RECORDED INFORMATION ▸

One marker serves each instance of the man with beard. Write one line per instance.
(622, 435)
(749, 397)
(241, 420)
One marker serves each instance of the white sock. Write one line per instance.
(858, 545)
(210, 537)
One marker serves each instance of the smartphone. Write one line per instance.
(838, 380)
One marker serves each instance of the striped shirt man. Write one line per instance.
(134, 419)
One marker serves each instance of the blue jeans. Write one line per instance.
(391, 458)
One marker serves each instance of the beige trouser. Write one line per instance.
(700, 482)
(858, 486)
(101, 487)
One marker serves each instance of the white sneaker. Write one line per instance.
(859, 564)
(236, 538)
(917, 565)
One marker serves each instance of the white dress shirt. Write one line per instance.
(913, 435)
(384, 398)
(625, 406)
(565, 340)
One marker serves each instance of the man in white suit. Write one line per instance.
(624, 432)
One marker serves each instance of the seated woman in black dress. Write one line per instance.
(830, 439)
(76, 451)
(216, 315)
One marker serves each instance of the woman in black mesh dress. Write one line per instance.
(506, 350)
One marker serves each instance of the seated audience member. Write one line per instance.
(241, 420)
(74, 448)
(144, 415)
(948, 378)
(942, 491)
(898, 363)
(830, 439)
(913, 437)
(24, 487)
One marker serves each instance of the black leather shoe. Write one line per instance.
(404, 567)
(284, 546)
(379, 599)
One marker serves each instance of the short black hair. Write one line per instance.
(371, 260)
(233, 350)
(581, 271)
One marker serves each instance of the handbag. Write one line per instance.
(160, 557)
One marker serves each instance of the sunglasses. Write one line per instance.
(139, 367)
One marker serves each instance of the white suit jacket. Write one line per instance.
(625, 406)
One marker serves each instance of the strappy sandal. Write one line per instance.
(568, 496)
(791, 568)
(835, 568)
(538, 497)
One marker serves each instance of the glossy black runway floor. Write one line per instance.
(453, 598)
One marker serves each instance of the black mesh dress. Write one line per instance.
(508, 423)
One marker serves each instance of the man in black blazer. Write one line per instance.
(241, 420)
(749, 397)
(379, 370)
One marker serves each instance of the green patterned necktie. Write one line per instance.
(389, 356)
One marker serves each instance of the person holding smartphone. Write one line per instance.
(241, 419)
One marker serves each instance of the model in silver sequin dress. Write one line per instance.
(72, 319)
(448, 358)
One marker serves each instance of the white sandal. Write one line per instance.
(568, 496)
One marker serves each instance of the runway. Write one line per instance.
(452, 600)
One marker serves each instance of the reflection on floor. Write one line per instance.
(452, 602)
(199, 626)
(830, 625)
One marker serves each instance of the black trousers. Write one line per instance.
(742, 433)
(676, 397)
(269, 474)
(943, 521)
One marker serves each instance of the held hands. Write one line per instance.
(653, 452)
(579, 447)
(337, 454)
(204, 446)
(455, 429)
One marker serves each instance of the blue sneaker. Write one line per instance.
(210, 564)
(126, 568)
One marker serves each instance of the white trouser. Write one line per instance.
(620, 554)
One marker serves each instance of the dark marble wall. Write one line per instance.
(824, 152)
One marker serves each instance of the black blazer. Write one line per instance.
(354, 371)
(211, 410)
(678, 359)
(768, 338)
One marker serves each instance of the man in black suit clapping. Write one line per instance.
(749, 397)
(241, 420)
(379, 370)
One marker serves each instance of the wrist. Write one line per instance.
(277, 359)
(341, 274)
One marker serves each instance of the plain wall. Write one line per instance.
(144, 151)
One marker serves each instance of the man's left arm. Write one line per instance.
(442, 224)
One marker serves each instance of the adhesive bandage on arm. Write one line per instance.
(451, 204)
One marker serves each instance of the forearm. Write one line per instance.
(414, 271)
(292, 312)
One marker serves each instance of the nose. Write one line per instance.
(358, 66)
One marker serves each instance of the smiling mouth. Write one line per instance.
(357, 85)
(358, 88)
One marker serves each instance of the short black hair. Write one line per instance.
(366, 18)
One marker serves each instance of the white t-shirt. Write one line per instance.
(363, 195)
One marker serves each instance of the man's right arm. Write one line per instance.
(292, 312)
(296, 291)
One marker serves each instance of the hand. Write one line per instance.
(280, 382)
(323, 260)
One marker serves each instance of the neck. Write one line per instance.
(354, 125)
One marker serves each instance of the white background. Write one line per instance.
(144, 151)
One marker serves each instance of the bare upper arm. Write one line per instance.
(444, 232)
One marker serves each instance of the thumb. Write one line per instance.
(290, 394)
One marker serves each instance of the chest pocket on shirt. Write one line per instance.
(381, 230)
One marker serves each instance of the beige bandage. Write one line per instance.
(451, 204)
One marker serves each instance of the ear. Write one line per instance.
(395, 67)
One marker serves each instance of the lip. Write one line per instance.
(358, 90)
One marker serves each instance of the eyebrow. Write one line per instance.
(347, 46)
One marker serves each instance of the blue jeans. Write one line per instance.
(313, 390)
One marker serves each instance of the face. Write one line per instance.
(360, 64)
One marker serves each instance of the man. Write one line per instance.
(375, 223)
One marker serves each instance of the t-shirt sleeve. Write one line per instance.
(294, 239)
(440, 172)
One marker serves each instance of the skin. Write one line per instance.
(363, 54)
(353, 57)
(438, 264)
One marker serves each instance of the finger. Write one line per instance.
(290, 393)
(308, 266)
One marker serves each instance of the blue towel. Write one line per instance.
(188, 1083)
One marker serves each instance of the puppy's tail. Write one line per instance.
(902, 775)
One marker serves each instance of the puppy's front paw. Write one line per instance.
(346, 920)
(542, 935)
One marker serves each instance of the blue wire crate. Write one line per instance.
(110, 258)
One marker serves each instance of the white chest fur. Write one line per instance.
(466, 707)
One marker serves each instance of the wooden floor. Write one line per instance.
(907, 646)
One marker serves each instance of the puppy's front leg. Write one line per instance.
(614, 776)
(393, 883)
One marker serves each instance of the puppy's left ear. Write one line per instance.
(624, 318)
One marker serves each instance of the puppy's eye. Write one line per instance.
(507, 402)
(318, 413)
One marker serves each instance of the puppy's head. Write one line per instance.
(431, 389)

TASK DETAILS ▸ Give back the material exactly as it is shown above.

THE ANSWER ▸
One marker serves each instance of the man with beard. Write one line per instance.
(622, 435)
(749, 397)
(241, 420)
One marker serves each instance of the white sock. Write one line per instance.
(858, 545)
(210, 537)
One marker serves each instance of the smartphone. Write one line per instance.
(838, 380)
One marker serves each instance of the striped shirt man. Write one line per instance.
(134, 419)
One marker serves each instance of the blue jeans. Write one line per instance.
(391, 458)
One marker serves each instance of the beige trouser. Write one line per instance.
(700, 482)
(858, 486)
(101, 487)
One marker serves each instance of the white sneaker. Write one line per instance.
(859, 564)
(236, 538)
(917, 565)
One marker serves each instance of the white dress shirt. Write one line per instance.
(913, 435)
(384, 398)
(625, 406)
(565, 340)
One marker serves each instance of the man in white suit. Write one line per instance.
(624, 432)
One marker serves each instance of the seated woman in black dress. Write one line per instance.
(830, 439)
(76, 451)
(216, 315)
One marker serves each instance of the woman in black mesh dress. Write one line per instance.
(506, 350)
One marker serves each instance of the seated audience member. Write one line per instance.
(241, 420)
(74, 448)
(144, 415)
(948, 378)
(942, 491)
(898, 363)
(830, 439)
(913, 437)
(24, 487)
One marker serves each instance of the black leather shoe. Write one line per instance.
(404, 567)
(284, 546)
(379, 599)
One marker serves each instance of the short black hair. Write one line per instance.
(371, 260)
(233, 350)
(581, 271)
One marker serves each instance of the handbag. Write one line per instance.
(160, 557)
One marker serves each instance of the sunglasses. Write one line per instance.
(139, 367)
One marker serves each instance of the white suit jacket. Write one line per instance.
(625, 406)
One marker serves each instance of the strappy sandal. Write one line per instance.
(568, 496)
(791, 568)
(835, 568)
(538, 497)
One marker serves each instance of the glossy black runway floor. Write one line per instance.
(453, 598)
One marker serves each instance of the black mesh dress. Write one line per instance.
(508, 423)
One marker serves each instance of the man in black blazer. Write one line per instance.
(241, 420)
(749, 397)
(379, 370)
One marker serves each instance of the green patterned necktie. Write one line per instance.
(389, 356)
One marker serves each instance of the person holding smartphone. Write one line per instance.
(241, 419)
One marker serves each instance of the model in silver sequin dress. Write one line per instance.
(72, 319)
(448, 358)
One marker serves each instance of the white sandal. Write one line per instance.
(568, 496)
One marker serves each instance of the runway. Write one line per instance.
(452, 600)
One marker serves each instance of the reflection on floor. Write one line per instance.
(452, 602)
(199, 626)
(830, 625)
One marker serves each instance of the black trousers. Write one line per instance.
(742, 433)
(676, 397)
(269, 474)
(943, 521)
One marker serves each instance of the held hands. Write one line per instance.
(653, 452)
(579, 447)
(337, 454)
(204, 446)
(455, 429)
One marker serves each instance of the blue sneaker. Write one line per instance.
(210, 564)
(126, 568)
One marker serves each instance of the white trouser. Write one line per instance.
(620, 554)
One marker serves each instance of the dark marble wall. Write one line per instance.
(824, 152)
One marker serves each instance of the black blazer. Write one line per instance.
(354, 371)
(211, 410)
(678, 359)
(768, 338)
One marker serves each instance of the man in black suit clapping. Write one line per instance.
(749, 397)
(241, 420)
(379, 370)
One marker serves each instance of the wrist. Write one line per instance.
(277, 359)
(341, 274)
One marker serves each instance of the plain wall. Write one line per instance.
(144, 151)
One marker serves each instance of the man's left arm. Write one line per instance.
(442, 224)
One marker serves each instance of the adhesive bandage on arm. Write one line per instance.
(451, 204)
One marker serves each instance of the forearm. Write one line per instance.
(414, 271)
(292, 312)
One marker serves each instance of the nose. Write one line per instance.
(358, 66)
One marker serves each instance of the smiling mouth. Write one line per instance.
(357, 85)
(358, 88)
One marker serves each instance of the short black hair. Write one line per instance.
(366, 18)
One marker serves each instance of the white t-shirt. Write one line per instance.
(363, 195)
One marker serves each instance of the man's right arm. Write one line per instance.
(292, 312)
(296, 291)
One marker serves each instance of the hand. Write one line per instance.
(280, 382)
(323, 260)
One marker serves each instance of the neck. Write one line per instance.
(354, 125)
One marker serves each instance of the white background. Write one line per instance.
(144, 151)
One marker serves each instance of the bare upper arm. Write one line per instance.
(444, 232)
One marker serves each instance of the thumb. Write one line per instance.
(290, 394)
One marker serves each instance of the chest pocket on shirt. Write one line per instance.
(381, 230)
One marker serves each instance of the beige bandage. Write one line per instance.
(451, 204)
One marker serves each instance of the ear. Write one line per instance.
(395, 67)
One marker serves each instance of the lip. Write one line per instance.
(358, 90)
One marker serves each instance of the eyebrow. Write one line per instance.
(347, 46)
One marker serves each instance of the blue jeans. Write one line per instance.
(313, 390)
One marker serves each instance of the face. Write one line per instance.
(360, 64)
One marker serves each instance of the man. Write one line per instance.
(375, 223)
One marker serves each instance of the t-shirt sleeve. Write one line per instance.
(294, 239)
(440, 172)
One marker serves each instance of the skin. Write one line per instance.
(363, 54)
(353, 57)
(438, 264)
One marker serves each instance of the finger. Write one line per instance.
(290, 393)
(308, 266)
One marker serves each instance of the blue towel. Write one line per instance.
(188, 1083)
One marker serves each instance of the puppy's tail. Write one line per instance.
(902, 775)
One marker serves each instance of the puppy's front paw. Write one line per instance.
(346, 920)
(542, 935)
One marker serves each instance of the blue wire crate. Write one line per instance.
(110, 258)
One marker serves each instance of the white chest fur. Write one line per instance.
(466, 707)
One marker serves each instance of the wooden floor. Write one line per instance.
(907, 646)
One marker serves each instance of the puppy's front leg. Write one line per instance.
(614, 776)
(393, 883)
One marker serves each instance of the puppy's left ear. Write one line per instance.
(624, 318)
One marker serves each instance of the puppy's eye. Write one line per instance.
(507, 402)
(318, 413)
One marker serves each instance of the puppy's head. Write one line per instance.
(431, 389)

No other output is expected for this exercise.